EXTRACTED MATERIAL:

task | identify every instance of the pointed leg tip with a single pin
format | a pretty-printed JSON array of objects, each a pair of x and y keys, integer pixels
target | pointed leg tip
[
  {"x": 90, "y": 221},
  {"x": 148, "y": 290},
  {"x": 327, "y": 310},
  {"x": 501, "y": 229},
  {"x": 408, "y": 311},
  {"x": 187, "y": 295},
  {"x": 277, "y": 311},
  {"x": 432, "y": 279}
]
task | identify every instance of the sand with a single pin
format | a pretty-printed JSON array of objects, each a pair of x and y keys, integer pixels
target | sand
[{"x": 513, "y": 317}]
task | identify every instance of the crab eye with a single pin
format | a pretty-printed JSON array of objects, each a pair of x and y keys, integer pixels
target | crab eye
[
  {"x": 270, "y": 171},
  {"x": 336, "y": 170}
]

AIM OF THE TASK: Word for word, write out all of the data above.

RESPONSE TO THIS EXERCISE:
task | identify every instance of the pointed leg tip with a single pin
format | a pretty-printed JSON array of objects, each a pair of x and y keys, integer pixels
target | pointed leg tip
[
  {"x": 90, "y": 221},
  {"x": 148, "y": 290},
  {"x": 327, "y": 310},
  {"x": 501, "y": 229},
  {"x": 408, "y": 311},
  {"x": 187, "y": 295},
  {"x": 277, "y": 311},
  {"x": 432, "y": 279}
]
task | identify every instance of the sand with a single pin
format | a pretty-printed JSON array of objects, each a pair of x and y keys, integer pixels
target | sand
[{"x": 513, "y": 317}]
task | identify every instance of the crab eye with a single pin
format | a pretty-printed JSON array of objects, each a pair of x and y keys, integer pixels
target | crab eye
[
  {"x": 270, "y": 171},
  {"x": 336, "y": 170}
]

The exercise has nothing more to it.